Exercise prompt :: In the records below, find the line that contains "Target: overcast sky" and repeat it, along with each line after it, exactly as written.

Records ::

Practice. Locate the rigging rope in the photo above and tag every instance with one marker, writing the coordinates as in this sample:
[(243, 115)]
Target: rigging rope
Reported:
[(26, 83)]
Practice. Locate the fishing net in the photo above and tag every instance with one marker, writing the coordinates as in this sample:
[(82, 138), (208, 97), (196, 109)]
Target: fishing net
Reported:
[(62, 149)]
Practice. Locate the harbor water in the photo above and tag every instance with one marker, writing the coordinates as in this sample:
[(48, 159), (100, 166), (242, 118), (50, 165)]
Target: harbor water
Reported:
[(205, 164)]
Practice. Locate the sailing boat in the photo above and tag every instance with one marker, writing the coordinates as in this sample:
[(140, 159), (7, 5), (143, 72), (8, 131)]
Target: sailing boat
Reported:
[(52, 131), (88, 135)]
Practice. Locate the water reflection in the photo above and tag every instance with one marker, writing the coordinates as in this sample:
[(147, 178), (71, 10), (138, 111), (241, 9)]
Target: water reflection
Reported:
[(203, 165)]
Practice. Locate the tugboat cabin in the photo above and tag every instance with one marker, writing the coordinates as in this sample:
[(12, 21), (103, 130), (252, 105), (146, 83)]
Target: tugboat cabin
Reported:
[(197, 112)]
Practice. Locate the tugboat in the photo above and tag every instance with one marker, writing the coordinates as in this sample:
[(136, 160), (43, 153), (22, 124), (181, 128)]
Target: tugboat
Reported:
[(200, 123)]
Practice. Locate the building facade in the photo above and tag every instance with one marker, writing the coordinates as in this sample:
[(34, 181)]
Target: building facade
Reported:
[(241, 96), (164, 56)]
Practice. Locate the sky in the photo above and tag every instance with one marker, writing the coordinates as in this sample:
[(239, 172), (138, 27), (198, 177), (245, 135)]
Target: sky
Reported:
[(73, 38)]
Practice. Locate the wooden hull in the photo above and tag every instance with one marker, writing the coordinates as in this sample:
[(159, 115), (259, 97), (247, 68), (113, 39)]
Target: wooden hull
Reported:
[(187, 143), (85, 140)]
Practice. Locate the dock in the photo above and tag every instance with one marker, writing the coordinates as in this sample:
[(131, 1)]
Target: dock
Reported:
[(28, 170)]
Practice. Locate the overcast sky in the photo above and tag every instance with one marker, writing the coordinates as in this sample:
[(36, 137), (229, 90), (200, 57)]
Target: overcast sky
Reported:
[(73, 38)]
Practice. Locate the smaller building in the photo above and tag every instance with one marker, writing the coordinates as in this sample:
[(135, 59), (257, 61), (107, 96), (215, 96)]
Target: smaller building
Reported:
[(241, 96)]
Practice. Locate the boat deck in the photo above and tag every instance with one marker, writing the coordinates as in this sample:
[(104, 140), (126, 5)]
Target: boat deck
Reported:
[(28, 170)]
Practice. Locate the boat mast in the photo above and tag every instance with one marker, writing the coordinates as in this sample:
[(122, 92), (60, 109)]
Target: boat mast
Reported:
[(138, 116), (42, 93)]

Solution for this problem ::
Target: overcast sky
Reported:
[(73, 38)]
Practice. Locate the smaller building in the photo above and tag every instance with one marker, writing the coordinates as in this sample:
[(135, 59), (257, 61), (107, 96), (215, 96)]
Target: smaller building
Reported:
[(241, 96)]
Practice. Locate the boat deck in the photo above and tag every instance with one marker, writing the coordinates as in this sample:
[(104, 140), (126, 5)]
Target: boat deck
Reported:
[(28, 170)]
Practice. Locate the boat mast in the photo above and tag every instance with one marker, writing the coordinates as in this sample:
[(122, 92), (60, 109)]
Target: boat mast
Reported:
[(138, 116), (42, 93)]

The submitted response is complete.